- Source excerpt
=-=-=

On Tuesday, as California continued to endure yet another of those "1,000 Year Storms" that seem to occur weekly, something equally rare was happening in Congress. An aid package for Israel was being voted down. Not just any aid package, but an emergency aid package.
And in another once-in-a-lifetime rarity, I was glad to see it fail. In fact, I've never rooted harder for an aid to Israel package to not pass.
Israel needs this aid, but not in a standalone package. Military assistance is also needed by Taiwan and Ukraine, and aid is needed by Gazans for humanitarian purposes. All of these things are crucial for US foreign policy, for international stability, for a restoration of moral clarity - and for Israel itself. Fending off the craven geopolitical aspirations of Putin, Iran and the Chinese and saving Ukraine are all in Israel's best interests.
I do feel uncomfortable seeing Israeli aid linked to other policy matters - my fear of it being tied to security at the border was borne out. So ordinarily, I would not have wanted Israel and Ukraine to be linked. But the two matters have such strategic and moral urgency, and given the superpower chess game going on between Putin and Iran versus the West, they are interrelated. Gaza aid is as well.

=-=-=

- Set problem
Please set down word for word the part of the commentary on the Israel aid vote above, starting with "On Tuesday, as" and going on through "to not pass.".

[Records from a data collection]

=-=-=

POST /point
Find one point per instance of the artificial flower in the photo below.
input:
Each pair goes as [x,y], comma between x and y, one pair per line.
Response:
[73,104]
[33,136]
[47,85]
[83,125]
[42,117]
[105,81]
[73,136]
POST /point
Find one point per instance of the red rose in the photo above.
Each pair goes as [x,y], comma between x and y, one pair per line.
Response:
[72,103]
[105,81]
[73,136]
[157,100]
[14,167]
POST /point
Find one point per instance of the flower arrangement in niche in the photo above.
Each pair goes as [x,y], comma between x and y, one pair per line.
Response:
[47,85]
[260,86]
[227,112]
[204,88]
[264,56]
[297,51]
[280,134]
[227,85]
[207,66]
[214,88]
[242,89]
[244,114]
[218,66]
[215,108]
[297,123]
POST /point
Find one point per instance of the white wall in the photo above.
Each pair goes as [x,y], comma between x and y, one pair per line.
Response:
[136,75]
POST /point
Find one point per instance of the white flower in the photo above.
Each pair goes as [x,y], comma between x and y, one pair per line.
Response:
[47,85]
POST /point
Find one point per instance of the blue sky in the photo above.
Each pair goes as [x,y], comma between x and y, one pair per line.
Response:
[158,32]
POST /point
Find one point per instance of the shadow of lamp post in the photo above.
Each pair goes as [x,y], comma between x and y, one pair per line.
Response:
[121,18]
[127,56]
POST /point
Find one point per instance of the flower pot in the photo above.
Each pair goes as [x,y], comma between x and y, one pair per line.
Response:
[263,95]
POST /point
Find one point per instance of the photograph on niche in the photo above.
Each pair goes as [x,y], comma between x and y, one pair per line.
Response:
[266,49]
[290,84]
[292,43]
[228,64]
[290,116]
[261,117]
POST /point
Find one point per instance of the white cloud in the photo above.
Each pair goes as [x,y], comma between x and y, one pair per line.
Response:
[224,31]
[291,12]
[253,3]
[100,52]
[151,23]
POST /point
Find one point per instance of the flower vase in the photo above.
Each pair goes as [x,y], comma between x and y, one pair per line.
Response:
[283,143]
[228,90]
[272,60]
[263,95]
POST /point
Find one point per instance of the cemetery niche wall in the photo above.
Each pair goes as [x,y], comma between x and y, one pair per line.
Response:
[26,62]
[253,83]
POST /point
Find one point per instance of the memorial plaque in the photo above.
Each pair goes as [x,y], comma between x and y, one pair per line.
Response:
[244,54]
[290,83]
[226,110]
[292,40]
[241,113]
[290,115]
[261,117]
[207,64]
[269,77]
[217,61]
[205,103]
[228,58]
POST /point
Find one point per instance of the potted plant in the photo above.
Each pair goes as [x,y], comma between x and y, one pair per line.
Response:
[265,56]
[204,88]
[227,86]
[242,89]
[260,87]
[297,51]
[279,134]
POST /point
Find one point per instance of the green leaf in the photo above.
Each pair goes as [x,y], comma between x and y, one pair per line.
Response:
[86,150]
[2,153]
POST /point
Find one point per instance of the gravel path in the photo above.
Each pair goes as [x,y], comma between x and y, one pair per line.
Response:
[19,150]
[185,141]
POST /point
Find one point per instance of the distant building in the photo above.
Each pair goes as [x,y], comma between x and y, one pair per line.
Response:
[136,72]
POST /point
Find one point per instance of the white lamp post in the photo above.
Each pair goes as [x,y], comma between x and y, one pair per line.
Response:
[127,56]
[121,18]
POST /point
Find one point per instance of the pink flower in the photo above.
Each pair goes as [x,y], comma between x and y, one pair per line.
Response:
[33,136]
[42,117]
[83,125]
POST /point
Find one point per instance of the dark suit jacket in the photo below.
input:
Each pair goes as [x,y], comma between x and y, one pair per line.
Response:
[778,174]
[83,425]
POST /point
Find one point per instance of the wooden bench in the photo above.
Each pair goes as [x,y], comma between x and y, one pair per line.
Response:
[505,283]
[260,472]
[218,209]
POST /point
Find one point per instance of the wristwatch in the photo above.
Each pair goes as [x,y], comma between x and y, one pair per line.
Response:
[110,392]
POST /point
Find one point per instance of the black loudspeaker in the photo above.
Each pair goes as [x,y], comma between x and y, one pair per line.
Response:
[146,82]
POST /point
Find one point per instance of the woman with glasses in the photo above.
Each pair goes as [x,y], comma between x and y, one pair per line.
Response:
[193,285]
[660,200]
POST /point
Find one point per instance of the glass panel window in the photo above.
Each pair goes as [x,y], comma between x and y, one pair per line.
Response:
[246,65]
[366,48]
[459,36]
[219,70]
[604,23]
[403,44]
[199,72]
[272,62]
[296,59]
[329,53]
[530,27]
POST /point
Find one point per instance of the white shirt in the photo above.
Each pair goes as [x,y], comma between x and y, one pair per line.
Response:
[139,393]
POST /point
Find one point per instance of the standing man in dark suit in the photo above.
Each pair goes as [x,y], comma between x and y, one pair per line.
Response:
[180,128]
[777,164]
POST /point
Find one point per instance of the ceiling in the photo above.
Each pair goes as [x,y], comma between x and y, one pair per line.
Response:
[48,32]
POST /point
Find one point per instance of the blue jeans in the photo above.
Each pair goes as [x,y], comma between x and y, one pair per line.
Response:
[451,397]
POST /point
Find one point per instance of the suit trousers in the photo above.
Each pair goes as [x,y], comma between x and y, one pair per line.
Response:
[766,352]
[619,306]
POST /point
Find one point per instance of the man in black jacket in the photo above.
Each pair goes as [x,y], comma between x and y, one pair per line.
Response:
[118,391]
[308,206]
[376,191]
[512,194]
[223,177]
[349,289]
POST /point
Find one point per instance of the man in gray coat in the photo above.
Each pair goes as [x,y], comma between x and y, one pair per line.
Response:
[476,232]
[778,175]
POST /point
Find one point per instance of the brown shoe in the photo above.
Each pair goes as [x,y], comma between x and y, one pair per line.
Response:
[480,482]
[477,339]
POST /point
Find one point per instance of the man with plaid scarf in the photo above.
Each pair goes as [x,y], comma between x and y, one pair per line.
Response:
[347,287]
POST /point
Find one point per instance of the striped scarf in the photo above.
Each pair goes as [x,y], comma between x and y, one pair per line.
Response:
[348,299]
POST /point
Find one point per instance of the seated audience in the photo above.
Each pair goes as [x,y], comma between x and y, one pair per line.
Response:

=-=-=

- The reply
On Tuesday, as California continued to endure yet another of those "1,000 Year Storms" that seem to occur weekly, something equally rare was happening in Congress. An aid package for Israel was being voted down. Not just any aid package, but an emergency aid package.
And in another once-in-a-lifetime rarity, I was glad to see it fail. In fact, I've never rooted harder for an aid to Israel package to not pass.